Short exercise: Print, word for word, the lines of the data that begin with the line containing "Would you be able to point at the stage floor" and continue through the last line of the data, and nothing else.

The records:

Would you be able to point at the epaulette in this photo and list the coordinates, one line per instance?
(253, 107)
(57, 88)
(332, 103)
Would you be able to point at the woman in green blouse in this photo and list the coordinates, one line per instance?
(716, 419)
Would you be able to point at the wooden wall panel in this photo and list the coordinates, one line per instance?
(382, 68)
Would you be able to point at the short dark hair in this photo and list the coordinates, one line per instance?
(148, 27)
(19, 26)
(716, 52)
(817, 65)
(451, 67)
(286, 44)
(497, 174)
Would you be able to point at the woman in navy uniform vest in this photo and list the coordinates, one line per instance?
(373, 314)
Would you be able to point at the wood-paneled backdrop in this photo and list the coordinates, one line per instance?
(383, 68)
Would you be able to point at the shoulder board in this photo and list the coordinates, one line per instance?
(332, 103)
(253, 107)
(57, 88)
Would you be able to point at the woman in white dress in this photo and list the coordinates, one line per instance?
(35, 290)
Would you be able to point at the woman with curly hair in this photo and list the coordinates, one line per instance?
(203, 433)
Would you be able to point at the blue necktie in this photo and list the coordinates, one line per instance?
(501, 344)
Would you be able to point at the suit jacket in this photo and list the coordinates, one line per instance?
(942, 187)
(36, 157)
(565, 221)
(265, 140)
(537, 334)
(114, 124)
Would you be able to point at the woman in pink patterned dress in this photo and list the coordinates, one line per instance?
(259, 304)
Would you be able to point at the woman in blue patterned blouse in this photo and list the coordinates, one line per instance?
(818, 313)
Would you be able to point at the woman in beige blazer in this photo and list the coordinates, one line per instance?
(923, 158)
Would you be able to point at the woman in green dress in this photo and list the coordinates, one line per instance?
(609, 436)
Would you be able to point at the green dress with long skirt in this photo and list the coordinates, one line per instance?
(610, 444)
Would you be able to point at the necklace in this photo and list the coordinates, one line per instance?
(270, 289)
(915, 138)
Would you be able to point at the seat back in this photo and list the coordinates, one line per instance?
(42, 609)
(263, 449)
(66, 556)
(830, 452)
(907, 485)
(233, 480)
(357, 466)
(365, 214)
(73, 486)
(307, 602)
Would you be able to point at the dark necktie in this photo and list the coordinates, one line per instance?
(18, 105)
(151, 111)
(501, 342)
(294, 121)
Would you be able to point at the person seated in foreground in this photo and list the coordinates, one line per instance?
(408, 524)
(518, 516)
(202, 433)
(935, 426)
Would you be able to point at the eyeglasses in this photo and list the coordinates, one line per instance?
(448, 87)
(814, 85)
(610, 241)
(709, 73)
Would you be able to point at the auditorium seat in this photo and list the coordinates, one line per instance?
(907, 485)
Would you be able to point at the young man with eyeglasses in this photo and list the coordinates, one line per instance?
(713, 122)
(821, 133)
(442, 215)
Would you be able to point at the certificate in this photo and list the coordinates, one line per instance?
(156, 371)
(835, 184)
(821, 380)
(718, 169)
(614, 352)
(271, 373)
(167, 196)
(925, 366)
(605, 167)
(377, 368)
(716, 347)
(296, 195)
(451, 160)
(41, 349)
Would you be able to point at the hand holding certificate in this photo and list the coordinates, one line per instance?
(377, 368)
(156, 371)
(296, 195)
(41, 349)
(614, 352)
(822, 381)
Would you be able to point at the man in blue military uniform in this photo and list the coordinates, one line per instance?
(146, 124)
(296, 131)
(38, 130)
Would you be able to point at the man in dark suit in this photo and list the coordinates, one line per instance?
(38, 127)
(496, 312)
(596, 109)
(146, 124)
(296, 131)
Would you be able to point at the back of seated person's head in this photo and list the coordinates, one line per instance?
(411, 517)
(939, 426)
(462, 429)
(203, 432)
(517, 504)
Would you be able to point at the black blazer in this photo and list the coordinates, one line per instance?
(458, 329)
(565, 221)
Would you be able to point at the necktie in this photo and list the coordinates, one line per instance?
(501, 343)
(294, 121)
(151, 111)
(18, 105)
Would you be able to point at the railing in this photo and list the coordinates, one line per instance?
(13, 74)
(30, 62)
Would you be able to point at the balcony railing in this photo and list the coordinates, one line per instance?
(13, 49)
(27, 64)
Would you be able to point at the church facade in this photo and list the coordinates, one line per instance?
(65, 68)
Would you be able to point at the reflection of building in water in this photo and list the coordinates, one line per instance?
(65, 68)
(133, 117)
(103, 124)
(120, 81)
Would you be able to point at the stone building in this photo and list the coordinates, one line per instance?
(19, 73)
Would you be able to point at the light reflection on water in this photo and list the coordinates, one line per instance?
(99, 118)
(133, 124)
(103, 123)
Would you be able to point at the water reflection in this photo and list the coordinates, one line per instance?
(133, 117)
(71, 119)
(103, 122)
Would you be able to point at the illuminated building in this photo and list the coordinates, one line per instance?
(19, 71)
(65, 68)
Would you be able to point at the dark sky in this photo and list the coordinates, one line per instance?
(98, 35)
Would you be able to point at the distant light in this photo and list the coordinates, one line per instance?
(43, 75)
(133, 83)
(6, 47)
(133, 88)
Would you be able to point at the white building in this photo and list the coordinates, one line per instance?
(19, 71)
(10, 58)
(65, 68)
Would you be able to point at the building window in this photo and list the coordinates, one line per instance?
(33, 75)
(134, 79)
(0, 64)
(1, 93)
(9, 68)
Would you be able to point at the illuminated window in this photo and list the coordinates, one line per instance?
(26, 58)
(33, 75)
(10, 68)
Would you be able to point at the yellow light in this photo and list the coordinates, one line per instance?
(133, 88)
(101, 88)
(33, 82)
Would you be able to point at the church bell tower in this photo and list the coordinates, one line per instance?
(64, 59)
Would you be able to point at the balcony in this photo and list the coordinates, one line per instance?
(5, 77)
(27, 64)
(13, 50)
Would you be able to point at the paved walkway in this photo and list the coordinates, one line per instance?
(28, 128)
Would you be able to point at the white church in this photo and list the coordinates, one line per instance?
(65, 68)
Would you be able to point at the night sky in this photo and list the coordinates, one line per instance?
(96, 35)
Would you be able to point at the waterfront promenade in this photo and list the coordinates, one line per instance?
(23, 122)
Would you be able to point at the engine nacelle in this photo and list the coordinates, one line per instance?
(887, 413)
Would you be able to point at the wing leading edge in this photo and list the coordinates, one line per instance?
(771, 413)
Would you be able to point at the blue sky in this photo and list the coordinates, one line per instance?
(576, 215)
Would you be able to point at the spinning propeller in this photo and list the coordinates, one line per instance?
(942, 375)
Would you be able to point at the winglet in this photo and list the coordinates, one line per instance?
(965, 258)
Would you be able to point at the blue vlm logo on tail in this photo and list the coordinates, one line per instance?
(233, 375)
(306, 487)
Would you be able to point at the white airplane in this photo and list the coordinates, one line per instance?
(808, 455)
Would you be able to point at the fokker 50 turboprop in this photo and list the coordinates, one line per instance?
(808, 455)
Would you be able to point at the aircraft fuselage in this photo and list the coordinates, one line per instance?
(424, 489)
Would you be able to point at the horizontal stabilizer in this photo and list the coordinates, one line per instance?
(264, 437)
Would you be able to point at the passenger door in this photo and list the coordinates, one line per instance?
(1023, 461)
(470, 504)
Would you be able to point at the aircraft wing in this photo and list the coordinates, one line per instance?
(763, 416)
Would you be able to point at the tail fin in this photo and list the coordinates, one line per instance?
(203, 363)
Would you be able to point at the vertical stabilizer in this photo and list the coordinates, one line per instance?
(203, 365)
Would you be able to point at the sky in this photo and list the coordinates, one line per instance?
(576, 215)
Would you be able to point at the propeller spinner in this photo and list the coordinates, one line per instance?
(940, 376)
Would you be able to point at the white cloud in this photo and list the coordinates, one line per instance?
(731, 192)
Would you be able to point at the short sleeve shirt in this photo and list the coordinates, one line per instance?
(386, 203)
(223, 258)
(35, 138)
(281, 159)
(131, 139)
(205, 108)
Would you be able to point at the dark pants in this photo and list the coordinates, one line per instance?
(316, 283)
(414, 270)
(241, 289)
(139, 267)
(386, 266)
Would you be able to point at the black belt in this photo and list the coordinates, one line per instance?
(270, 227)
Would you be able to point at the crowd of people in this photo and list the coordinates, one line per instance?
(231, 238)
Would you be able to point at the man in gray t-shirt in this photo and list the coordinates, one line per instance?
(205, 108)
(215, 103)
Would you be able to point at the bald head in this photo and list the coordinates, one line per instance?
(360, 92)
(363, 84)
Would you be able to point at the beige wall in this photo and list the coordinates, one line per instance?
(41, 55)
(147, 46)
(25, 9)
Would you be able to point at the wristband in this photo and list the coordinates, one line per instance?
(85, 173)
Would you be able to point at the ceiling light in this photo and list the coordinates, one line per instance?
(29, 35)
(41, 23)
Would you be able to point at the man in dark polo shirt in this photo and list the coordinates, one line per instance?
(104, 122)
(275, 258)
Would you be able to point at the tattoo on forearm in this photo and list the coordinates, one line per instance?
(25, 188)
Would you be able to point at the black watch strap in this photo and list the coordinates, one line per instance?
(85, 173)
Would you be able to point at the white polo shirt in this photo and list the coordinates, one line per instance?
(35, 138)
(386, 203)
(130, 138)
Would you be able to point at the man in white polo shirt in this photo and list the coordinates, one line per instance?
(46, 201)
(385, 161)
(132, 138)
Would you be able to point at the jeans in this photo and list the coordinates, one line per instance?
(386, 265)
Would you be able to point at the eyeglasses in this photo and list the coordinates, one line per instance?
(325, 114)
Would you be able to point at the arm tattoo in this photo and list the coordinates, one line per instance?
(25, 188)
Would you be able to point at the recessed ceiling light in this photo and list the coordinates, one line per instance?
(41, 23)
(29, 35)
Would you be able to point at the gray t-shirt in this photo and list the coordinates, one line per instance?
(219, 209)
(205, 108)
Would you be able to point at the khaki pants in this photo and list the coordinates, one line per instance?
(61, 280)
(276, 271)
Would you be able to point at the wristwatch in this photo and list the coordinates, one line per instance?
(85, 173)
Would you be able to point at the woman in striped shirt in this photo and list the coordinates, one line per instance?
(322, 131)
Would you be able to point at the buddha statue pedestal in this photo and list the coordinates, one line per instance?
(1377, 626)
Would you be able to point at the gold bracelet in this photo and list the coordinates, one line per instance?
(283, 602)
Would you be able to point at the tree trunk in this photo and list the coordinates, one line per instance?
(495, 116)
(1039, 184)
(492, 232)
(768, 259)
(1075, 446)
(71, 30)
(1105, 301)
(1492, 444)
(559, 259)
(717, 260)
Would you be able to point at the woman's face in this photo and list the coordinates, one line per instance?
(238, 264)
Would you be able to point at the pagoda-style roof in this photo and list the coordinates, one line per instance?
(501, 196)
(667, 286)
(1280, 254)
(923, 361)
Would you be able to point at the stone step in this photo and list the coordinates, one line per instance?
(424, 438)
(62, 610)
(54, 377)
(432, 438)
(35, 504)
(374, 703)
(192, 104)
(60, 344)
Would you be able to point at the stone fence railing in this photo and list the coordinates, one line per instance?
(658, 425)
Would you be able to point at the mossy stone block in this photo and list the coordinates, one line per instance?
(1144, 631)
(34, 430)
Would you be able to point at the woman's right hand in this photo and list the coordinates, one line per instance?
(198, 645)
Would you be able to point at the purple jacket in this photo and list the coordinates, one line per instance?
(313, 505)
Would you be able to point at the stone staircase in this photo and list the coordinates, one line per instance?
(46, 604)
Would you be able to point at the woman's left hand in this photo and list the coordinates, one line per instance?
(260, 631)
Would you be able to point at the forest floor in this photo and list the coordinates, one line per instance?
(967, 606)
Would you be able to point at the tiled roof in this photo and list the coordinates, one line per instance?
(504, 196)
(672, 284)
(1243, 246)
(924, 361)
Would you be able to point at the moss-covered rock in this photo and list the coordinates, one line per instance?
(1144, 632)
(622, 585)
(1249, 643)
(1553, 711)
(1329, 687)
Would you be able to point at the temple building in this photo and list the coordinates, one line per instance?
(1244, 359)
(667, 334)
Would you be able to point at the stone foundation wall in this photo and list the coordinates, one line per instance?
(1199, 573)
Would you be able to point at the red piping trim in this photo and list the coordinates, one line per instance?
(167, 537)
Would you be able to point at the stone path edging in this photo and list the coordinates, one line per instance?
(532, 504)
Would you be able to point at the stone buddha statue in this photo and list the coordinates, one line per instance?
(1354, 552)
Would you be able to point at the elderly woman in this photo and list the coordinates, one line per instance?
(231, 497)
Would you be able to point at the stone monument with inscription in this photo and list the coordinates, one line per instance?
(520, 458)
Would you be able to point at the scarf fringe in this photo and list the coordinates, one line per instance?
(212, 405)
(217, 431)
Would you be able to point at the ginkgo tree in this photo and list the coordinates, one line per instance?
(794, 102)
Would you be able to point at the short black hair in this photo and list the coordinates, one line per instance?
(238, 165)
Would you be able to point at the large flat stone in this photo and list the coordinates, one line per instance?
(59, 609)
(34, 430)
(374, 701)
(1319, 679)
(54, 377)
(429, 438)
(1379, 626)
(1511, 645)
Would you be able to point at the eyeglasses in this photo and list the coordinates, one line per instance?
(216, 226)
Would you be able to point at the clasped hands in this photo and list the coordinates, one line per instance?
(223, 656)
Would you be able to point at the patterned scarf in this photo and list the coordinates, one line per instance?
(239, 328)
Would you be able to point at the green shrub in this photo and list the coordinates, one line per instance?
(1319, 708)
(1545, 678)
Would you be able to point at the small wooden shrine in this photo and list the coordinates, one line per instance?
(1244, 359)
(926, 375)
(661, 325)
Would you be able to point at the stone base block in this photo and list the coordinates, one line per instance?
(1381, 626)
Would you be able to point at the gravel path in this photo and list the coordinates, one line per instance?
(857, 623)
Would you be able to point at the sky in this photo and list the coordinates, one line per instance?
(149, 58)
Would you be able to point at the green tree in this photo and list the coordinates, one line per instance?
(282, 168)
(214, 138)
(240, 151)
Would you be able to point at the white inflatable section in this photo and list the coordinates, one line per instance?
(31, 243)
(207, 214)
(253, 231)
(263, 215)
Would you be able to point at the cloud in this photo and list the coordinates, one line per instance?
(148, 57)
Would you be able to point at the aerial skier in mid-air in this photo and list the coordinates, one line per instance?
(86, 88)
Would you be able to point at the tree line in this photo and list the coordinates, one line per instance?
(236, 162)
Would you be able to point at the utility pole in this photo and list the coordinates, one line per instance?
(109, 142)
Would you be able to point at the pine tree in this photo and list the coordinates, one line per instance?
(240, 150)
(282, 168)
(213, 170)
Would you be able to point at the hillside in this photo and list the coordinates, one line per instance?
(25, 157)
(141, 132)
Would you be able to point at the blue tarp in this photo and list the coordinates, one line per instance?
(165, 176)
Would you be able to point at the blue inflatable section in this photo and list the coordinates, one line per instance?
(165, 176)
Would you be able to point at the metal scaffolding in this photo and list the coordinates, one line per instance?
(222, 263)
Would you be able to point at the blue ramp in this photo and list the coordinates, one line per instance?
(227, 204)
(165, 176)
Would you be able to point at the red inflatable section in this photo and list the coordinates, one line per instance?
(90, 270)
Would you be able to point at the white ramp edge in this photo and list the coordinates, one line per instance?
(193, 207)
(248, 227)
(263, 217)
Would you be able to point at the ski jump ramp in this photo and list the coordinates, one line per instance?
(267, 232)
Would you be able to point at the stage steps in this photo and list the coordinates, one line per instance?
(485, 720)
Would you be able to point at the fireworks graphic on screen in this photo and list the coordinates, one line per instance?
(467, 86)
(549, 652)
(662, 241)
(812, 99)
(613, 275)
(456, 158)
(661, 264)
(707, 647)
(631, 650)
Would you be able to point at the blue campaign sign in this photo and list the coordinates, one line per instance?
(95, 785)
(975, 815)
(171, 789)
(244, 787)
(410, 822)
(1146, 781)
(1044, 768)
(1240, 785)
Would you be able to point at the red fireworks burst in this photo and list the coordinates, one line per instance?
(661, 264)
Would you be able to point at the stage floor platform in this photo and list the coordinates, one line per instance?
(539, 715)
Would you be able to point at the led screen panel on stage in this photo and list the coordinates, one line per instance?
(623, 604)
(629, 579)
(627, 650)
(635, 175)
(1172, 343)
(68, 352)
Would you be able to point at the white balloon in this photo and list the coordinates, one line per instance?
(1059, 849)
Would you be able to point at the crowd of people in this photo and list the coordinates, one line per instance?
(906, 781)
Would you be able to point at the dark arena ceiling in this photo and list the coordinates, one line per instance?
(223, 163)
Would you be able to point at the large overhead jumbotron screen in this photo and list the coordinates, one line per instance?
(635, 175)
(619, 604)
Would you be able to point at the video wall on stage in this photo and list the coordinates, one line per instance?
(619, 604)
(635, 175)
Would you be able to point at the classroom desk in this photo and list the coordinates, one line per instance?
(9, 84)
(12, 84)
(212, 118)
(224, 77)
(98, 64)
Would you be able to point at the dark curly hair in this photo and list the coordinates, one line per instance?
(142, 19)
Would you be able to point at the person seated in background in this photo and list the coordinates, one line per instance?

Completed task:
Would you be able to point at the stage floor platform in this photo and list the coordinates, one line per instance?
(539, 715)
Would you be able to point at the led screen panel on stage in this photo and list the coordinates, one line per instance?
(623, 604)
(629, 579)
(627, 650)
(635, 175)
(1172, 343)
(68, 352)
Would you be able to point at the white balloon in this photo and list the coordinates, one line per instance?
(1059, 849)
Would you be able to point at the crowd of people in this photo and list the coordinates, one line per instance?
(906, 781)
Would you be able to point at the dark arena ceiling in this photo and list the coordinates, one line per instance?
(223, 163)
Would you be able to point at the large overhead jumbotron screen in this photo and list the coordinates, one line per instance?
(635, 175)
(619, 604)
Would you be able to point at the video wall on stage in this photo and list the coordinates, one line per instance?
(619, 604)
(635, 175)
Would you be able to point at the classroom desk in this photo and list the coordinates, one line per instance?
(9, 84)
(12, 84)
(212, 118)
(224, 77)
(98, 64)
Would you be able to point at the dark curly hair in this photo and list the coordinates, one line per instance?
(142, 19)
Would you be able to point at the person seated in background in this photo and list the coordinates, one line per instance?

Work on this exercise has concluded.